** Excerpt to read follows **

Preventing Chronic Disease (Jan 2005)

Border Health Strategic Initiative: Overview and Introduction to a Community-based Model for Diabetes Prevention and Control

  • Stuart J. Cohen, EdD,
  • Maia Ingram

Journal volume & issue
Vol. 2, no. 1

Abstract

Read online

This article describes an effort to develop and implement a comprehensive, community-based approach to diabetes prevention and control in selected communities along the U.S.-Mexico border. The U.S. state of Arizona shares a border with the Mexican state of Sonora. The four Arizona counties on this border are Cochise, Santa Cruz, Pima, and Yuma. In 1996, the University of Arizona and the Arizona Department of Health Services conducted a diabetes survey in the city of Douglas, Cochise County, in conjunction with its U.S. community partners and Mexican counterparts (1). This partnership led to the formation of a diabetes working group in Douglas. In 1998, members of this working group and other stakeholders formed the community advisory board of the newly funded Prevention Research Center (PRC) at the University of Arizona. In 1999, the PRC community advisory board urged university faculty to focus on studies that prevent or control diabetes. As members also of border communities, community advisory board members felt the personal impact of diabetes among Hispanics. Hispanic Americans are now the largest and fastest growing minority group in the United States, with an estimated growth from 30 million (or 11% of the U.S. population) in 1998 to 97 million (or 25% of the U.S. population) by 2050 (2). In 2000, approximately 2 million of the 30 million Hispanic Americans were diagnosed with diabetes — 1.9 times the rate seen in non-Hispanic whites (2). Among Hispanic Americans aged >50 years, 25% to 30% have diagnosed or undiagnosed diabetes (2). Risk factors for diabetes (e.g., family history of diabetes, gestational diabetes, obesity, physical inactivity) are more common among Hispanic whites than non-Hispanic whites (2). Mexican Americans, who make up 64.3% of the total U.S. Hispanic population and live primarily in the south-central and southwestern United States, have the highest rate of diabetes among Hispanic Americans (1). They are twice as likely to have diabetes and have higher rates of diabetic nephropathy, retinopathy, and peripheral vascular disease than non-Hispanic whites (2).

** End of Excerpt to read **
** Extracted information follows **

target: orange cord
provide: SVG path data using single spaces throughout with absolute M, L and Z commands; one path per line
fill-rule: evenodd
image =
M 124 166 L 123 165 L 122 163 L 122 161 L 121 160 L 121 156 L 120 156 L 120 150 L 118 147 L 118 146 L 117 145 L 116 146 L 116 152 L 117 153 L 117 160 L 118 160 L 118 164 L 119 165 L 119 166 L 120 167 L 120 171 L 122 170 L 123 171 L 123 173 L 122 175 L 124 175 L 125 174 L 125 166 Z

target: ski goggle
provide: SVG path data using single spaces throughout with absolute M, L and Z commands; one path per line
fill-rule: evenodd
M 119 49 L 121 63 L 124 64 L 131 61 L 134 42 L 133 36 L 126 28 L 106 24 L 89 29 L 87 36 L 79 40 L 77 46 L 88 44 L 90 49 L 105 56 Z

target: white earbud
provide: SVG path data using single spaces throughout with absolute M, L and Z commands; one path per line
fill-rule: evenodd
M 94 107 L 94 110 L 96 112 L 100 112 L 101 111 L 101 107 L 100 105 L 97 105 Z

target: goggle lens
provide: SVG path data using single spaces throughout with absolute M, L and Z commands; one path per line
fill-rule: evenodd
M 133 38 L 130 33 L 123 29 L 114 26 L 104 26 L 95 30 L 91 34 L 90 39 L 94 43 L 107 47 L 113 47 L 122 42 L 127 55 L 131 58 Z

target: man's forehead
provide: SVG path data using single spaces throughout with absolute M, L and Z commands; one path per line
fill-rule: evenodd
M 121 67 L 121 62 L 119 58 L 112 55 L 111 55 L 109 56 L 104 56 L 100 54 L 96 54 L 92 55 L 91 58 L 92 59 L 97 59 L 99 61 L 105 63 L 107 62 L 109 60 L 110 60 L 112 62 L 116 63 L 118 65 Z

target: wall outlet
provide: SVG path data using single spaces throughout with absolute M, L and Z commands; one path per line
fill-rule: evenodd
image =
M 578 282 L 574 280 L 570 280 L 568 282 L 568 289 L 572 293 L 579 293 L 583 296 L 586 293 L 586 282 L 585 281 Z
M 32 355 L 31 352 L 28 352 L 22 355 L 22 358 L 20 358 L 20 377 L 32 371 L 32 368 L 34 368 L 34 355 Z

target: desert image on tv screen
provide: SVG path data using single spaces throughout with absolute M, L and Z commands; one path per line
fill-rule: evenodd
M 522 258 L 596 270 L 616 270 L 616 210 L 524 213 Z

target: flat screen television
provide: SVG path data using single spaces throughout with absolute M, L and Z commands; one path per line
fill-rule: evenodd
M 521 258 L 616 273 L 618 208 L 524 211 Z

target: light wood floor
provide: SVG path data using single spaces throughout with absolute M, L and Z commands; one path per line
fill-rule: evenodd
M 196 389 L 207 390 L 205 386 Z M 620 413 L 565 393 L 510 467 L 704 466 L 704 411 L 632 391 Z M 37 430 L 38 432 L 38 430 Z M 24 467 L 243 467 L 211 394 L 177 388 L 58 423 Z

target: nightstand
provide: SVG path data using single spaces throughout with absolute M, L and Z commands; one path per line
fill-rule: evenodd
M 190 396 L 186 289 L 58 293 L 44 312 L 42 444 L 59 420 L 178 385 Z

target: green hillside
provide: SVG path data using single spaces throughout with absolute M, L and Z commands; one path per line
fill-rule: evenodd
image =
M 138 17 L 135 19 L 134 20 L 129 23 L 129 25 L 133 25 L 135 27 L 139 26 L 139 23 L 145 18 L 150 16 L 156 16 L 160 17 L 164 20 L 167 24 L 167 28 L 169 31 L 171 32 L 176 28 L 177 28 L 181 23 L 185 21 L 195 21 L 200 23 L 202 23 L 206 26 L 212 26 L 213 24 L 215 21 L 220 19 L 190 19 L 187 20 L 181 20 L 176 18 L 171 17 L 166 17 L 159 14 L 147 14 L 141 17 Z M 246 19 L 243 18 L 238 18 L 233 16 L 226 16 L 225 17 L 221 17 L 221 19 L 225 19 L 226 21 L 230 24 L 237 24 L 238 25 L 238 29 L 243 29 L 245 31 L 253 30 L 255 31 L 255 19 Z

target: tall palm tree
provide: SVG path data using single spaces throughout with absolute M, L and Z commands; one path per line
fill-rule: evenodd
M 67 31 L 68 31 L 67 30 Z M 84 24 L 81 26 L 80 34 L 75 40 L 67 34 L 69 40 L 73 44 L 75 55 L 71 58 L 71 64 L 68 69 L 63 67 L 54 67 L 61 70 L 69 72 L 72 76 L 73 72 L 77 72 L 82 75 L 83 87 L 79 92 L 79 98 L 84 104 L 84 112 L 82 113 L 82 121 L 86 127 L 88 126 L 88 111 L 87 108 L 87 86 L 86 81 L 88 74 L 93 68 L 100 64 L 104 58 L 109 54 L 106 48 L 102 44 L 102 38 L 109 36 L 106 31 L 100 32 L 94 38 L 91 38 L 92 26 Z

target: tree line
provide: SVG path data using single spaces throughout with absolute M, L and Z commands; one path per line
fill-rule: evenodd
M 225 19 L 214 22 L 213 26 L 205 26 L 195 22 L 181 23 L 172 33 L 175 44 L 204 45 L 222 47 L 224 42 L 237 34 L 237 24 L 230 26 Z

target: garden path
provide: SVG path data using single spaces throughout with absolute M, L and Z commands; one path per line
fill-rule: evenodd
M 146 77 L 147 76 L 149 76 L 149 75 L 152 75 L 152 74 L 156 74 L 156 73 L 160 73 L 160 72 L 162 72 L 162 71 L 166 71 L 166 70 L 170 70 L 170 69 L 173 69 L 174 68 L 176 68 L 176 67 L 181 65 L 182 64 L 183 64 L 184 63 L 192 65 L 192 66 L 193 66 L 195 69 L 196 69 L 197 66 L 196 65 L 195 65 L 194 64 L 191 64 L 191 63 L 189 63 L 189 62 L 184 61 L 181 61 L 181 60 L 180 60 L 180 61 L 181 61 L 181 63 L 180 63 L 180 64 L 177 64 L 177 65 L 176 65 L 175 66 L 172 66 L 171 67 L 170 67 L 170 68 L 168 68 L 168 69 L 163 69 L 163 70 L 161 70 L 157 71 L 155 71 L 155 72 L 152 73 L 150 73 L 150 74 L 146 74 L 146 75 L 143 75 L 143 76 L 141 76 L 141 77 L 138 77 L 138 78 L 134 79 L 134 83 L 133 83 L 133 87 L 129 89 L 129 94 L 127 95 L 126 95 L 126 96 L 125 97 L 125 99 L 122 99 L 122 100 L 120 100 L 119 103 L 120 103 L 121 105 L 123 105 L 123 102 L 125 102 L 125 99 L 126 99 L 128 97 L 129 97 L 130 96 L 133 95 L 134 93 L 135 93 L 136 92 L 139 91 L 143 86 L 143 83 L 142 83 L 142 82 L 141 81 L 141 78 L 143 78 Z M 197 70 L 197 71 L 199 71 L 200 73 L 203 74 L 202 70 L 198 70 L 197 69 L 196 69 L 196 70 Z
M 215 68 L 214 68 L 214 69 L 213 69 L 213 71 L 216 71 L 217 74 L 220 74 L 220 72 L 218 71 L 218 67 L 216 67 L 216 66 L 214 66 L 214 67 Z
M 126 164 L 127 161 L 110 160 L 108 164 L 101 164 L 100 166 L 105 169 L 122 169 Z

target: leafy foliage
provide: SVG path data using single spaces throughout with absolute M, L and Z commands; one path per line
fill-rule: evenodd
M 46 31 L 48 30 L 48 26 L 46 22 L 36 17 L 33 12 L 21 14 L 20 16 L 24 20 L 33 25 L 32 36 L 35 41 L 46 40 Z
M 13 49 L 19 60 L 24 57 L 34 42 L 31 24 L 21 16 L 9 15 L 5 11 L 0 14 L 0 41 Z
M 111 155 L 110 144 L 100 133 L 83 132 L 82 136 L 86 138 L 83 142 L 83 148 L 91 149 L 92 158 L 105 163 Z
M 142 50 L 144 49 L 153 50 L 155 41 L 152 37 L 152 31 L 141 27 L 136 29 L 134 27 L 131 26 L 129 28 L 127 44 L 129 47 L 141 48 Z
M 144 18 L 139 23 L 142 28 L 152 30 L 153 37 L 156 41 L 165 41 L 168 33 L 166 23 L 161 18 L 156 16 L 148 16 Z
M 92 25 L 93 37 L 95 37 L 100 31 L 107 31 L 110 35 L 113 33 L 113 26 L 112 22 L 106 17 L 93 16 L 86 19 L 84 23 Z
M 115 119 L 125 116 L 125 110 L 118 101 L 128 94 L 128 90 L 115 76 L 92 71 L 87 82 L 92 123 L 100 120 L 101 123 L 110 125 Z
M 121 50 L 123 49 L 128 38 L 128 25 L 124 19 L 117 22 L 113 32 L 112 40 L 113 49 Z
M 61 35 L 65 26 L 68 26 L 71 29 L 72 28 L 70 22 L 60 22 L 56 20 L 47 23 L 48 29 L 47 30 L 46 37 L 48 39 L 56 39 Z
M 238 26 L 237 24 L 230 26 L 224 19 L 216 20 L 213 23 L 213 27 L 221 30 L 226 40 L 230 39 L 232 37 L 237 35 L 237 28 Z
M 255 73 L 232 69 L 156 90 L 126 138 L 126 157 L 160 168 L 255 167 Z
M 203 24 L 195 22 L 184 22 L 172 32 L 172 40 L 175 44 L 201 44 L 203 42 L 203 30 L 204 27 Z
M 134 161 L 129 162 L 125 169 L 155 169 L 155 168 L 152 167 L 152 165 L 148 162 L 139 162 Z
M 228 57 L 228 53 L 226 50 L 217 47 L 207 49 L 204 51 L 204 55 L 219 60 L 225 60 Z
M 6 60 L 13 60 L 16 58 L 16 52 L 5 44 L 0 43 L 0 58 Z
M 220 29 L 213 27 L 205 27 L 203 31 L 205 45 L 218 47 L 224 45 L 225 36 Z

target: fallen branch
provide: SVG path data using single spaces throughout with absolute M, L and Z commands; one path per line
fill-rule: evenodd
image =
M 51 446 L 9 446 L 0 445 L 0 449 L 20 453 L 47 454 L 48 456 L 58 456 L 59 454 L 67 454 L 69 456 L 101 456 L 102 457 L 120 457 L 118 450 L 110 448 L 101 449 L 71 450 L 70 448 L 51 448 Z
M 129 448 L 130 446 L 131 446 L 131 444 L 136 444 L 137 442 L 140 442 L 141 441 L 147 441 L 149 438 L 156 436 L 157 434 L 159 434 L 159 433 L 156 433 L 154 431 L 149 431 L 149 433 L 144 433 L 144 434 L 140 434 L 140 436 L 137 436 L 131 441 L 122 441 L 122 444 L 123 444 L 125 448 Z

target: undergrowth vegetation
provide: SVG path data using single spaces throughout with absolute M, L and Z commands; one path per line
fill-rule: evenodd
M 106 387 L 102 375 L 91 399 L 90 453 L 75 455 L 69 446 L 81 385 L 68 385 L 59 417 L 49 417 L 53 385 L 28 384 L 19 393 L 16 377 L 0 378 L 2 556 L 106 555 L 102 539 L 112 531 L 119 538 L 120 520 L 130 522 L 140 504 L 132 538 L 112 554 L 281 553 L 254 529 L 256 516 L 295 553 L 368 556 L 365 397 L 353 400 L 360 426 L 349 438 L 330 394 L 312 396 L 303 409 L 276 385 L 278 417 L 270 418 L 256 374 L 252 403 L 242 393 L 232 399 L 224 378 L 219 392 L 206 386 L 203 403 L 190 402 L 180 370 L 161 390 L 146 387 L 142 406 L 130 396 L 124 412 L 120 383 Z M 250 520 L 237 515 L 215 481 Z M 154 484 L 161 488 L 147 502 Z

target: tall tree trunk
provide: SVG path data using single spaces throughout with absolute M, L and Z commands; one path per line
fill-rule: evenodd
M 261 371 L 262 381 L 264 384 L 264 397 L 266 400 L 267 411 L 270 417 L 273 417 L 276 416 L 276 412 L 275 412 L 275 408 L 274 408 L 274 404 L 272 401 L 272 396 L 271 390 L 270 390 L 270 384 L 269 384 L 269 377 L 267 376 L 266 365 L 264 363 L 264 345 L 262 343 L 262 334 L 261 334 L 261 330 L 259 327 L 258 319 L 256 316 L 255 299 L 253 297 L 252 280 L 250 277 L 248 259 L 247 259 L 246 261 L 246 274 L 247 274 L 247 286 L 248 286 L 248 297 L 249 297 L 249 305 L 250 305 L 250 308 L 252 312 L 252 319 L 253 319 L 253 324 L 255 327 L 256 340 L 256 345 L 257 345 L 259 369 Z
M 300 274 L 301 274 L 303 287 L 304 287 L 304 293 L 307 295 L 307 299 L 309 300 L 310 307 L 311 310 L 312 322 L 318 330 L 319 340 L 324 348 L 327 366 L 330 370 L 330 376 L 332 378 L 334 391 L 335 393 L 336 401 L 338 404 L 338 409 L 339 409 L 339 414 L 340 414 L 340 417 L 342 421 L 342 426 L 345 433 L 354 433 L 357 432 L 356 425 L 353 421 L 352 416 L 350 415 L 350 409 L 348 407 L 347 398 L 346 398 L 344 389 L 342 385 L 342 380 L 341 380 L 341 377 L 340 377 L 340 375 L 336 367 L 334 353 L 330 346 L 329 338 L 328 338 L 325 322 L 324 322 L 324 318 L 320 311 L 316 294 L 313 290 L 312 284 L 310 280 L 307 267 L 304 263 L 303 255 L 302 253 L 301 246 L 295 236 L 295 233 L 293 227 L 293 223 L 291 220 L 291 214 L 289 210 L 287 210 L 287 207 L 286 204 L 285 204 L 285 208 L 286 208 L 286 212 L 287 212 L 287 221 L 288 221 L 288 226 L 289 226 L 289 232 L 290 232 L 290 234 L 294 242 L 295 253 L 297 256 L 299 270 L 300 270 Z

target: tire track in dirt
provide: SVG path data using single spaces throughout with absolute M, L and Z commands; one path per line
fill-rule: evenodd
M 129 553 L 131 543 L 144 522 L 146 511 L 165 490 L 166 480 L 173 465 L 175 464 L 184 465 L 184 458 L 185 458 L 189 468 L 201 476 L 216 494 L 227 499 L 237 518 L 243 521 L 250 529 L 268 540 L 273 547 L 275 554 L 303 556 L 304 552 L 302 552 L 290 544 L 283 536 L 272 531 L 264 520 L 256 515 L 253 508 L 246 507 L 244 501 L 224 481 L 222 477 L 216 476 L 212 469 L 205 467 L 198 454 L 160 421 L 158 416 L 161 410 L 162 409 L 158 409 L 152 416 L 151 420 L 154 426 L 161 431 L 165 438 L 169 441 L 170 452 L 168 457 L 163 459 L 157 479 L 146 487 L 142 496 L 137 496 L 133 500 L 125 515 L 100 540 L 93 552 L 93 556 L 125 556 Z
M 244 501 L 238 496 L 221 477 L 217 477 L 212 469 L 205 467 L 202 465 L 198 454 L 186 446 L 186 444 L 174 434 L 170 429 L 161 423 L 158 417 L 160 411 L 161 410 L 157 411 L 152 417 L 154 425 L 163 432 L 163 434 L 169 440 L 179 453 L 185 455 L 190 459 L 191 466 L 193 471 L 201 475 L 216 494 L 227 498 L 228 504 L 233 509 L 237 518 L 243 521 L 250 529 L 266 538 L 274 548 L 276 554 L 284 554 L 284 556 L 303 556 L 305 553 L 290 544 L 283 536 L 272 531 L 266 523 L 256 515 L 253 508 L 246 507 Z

** End of Extracted information **

### Aim of the task:
Answer these questions from the article on diabetes prevention along the U.S.-Mexico border.
(a) Which four Arizona counties lie on the border with Sonora?
(b) In what year did the PRC community advisory board urge university faculty to focus on studies that prevent or control diabetes?
(c) What percentage of the total U.S. Hispanic population do Mexican Americans make up?

### Answer below:
(a) Cochise, Santa Cruz, Pima, and Yuma.
(b) 1999.
(c) 64.3%.